> _Direction_:
Collect every line below that contains the string "covered", copying each one in full.

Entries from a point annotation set
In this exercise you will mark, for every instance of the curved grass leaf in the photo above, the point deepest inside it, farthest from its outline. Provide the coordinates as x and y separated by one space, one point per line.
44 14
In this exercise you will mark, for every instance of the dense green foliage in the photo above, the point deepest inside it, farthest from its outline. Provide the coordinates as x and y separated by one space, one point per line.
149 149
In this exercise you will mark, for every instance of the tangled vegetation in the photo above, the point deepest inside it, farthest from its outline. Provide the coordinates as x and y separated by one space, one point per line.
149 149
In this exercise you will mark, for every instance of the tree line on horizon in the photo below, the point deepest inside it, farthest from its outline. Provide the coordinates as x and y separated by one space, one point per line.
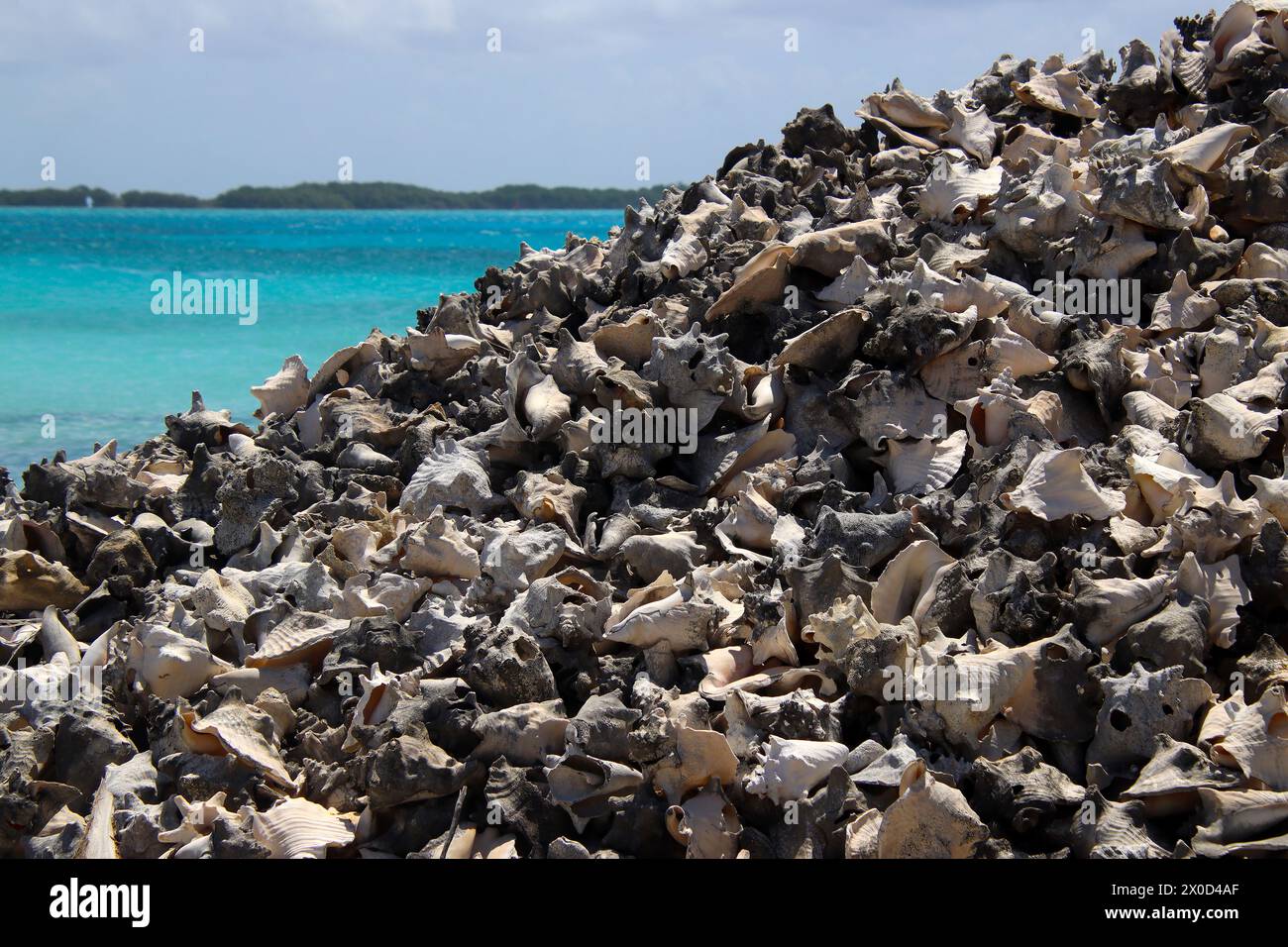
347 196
* * *
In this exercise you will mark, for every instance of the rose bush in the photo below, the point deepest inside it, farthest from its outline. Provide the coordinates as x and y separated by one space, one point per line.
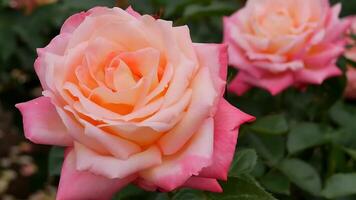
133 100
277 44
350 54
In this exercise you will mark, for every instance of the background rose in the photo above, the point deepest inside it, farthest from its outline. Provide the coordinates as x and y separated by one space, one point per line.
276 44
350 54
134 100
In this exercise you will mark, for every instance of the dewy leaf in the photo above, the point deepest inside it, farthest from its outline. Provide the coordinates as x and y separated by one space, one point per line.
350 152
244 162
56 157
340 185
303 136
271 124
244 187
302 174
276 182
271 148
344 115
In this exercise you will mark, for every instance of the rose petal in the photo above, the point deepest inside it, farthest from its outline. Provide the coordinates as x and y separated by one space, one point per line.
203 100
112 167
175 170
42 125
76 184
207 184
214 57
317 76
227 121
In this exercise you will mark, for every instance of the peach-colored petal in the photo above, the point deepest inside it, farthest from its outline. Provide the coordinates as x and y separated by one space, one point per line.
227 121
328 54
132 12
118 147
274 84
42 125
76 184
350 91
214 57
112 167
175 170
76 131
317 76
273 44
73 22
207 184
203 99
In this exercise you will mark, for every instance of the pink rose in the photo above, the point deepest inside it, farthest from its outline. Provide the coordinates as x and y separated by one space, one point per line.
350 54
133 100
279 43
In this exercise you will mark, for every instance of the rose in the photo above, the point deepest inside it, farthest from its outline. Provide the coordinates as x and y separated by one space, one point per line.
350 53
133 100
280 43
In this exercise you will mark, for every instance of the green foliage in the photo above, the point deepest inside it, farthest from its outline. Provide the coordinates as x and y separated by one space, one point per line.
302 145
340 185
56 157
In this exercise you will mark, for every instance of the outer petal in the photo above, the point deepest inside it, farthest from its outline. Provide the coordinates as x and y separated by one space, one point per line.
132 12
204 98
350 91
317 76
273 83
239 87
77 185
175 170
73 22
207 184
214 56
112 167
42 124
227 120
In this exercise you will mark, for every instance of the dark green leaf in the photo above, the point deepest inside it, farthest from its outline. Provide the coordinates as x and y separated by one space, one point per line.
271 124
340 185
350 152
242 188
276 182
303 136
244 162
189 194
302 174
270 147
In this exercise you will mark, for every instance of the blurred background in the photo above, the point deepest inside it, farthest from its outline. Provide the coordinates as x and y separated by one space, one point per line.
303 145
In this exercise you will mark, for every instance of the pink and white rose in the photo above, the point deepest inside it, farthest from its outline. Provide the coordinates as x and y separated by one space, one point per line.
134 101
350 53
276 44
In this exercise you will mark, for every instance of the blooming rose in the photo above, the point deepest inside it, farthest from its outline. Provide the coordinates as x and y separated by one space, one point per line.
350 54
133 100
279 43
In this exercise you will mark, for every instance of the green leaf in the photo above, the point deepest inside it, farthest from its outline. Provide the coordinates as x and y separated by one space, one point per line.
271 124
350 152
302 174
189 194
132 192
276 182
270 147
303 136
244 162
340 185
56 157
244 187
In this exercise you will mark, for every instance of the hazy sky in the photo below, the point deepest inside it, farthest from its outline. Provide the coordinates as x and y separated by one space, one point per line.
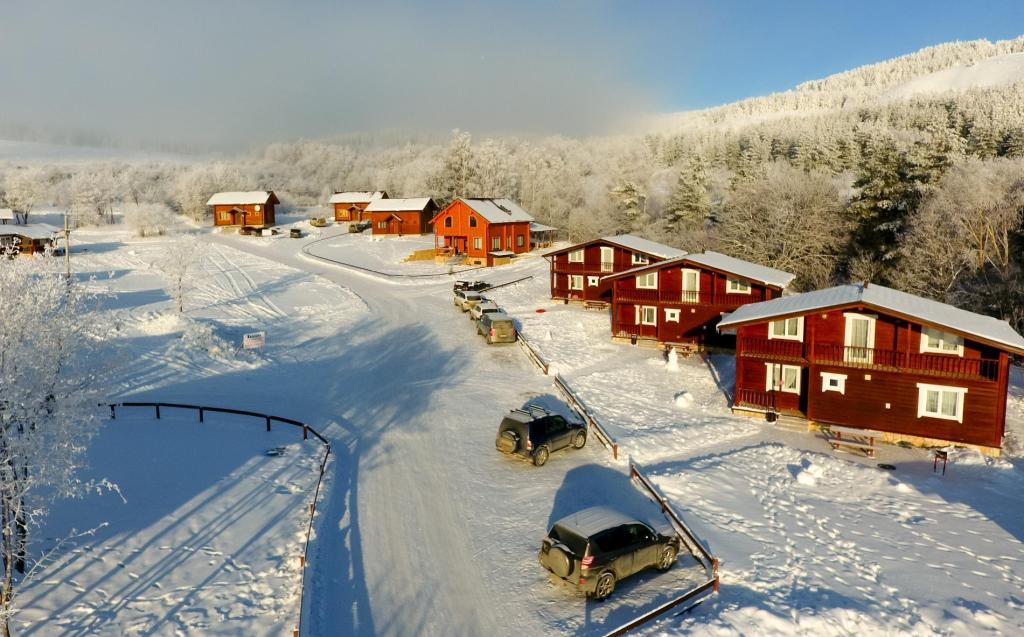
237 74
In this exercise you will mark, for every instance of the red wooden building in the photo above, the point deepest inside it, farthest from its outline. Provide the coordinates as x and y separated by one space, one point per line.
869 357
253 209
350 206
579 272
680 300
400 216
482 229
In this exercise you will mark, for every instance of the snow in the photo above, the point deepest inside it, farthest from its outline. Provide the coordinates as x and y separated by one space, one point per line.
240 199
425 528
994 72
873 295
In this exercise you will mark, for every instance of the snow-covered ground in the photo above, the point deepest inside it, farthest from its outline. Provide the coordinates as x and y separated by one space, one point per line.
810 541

> _Task result_:
In this exercise you will mark, for every instance of the snow-covered ground in the photo above, the point deepest inside it, farthest from its outline. Provide the coordinates as x and y separated by one space, one point per line.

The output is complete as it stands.